Work task. Search the material for "keyboard" and show all lines that contain it.

###

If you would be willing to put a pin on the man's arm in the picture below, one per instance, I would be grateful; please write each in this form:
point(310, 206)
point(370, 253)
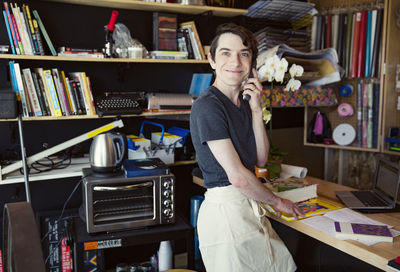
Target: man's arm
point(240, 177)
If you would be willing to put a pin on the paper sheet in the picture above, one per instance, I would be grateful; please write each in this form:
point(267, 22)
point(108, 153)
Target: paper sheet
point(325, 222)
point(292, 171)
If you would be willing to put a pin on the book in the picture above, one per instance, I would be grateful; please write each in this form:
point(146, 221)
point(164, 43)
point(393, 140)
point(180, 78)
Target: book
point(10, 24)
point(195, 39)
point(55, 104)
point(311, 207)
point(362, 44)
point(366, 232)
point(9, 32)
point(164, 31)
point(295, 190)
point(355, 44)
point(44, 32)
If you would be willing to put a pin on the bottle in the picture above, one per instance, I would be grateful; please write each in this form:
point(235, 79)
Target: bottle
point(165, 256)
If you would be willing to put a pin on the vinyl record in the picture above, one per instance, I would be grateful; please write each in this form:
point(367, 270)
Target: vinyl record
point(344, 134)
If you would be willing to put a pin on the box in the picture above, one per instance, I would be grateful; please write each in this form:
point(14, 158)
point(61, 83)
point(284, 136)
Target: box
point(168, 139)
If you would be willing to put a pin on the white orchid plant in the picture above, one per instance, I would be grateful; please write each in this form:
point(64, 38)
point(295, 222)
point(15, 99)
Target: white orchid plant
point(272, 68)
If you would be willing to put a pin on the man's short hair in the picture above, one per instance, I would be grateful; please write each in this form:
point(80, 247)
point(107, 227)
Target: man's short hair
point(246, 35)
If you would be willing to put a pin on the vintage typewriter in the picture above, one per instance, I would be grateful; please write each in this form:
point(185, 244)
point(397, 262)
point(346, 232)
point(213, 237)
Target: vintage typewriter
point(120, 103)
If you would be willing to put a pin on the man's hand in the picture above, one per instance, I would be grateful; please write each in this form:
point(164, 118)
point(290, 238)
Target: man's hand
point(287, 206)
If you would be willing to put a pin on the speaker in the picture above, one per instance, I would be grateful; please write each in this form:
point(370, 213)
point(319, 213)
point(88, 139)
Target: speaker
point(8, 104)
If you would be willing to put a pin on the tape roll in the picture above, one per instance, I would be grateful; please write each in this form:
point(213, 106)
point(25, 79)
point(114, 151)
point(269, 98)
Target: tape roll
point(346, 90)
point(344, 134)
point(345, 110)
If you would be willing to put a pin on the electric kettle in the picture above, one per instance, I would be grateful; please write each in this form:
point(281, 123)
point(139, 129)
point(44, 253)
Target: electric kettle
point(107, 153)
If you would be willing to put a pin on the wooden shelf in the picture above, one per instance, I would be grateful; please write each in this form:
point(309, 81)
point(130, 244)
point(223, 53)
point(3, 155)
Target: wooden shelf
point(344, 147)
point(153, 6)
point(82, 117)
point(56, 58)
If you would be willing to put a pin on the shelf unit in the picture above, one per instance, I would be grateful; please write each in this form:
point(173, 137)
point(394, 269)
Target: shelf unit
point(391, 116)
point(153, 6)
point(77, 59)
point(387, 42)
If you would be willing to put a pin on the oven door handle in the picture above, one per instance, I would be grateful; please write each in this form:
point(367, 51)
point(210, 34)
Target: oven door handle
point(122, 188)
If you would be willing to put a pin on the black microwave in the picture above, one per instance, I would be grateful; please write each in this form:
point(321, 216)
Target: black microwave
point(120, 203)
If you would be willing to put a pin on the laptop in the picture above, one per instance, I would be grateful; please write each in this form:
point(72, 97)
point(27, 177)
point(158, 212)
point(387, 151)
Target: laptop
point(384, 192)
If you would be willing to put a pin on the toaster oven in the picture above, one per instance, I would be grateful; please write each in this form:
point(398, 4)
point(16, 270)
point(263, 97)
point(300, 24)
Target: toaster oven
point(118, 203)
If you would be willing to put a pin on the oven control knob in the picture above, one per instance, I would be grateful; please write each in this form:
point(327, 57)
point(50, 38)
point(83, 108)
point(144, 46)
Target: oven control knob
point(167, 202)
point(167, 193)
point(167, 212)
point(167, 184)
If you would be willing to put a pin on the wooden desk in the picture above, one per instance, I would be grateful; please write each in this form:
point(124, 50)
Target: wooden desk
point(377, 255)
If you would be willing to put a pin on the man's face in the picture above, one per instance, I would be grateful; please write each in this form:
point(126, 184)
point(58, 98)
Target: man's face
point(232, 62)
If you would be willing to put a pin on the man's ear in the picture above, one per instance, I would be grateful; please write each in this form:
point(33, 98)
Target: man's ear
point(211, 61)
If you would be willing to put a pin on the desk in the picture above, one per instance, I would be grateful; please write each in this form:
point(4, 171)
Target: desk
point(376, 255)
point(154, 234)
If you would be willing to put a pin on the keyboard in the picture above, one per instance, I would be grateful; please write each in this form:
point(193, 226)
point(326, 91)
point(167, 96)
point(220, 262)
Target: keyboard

###

Solution for this task.
If you would be willing to put a pin on the keyboard in the picture above, one per instance, I would be grateful; please write each in this form:
Target: keyboard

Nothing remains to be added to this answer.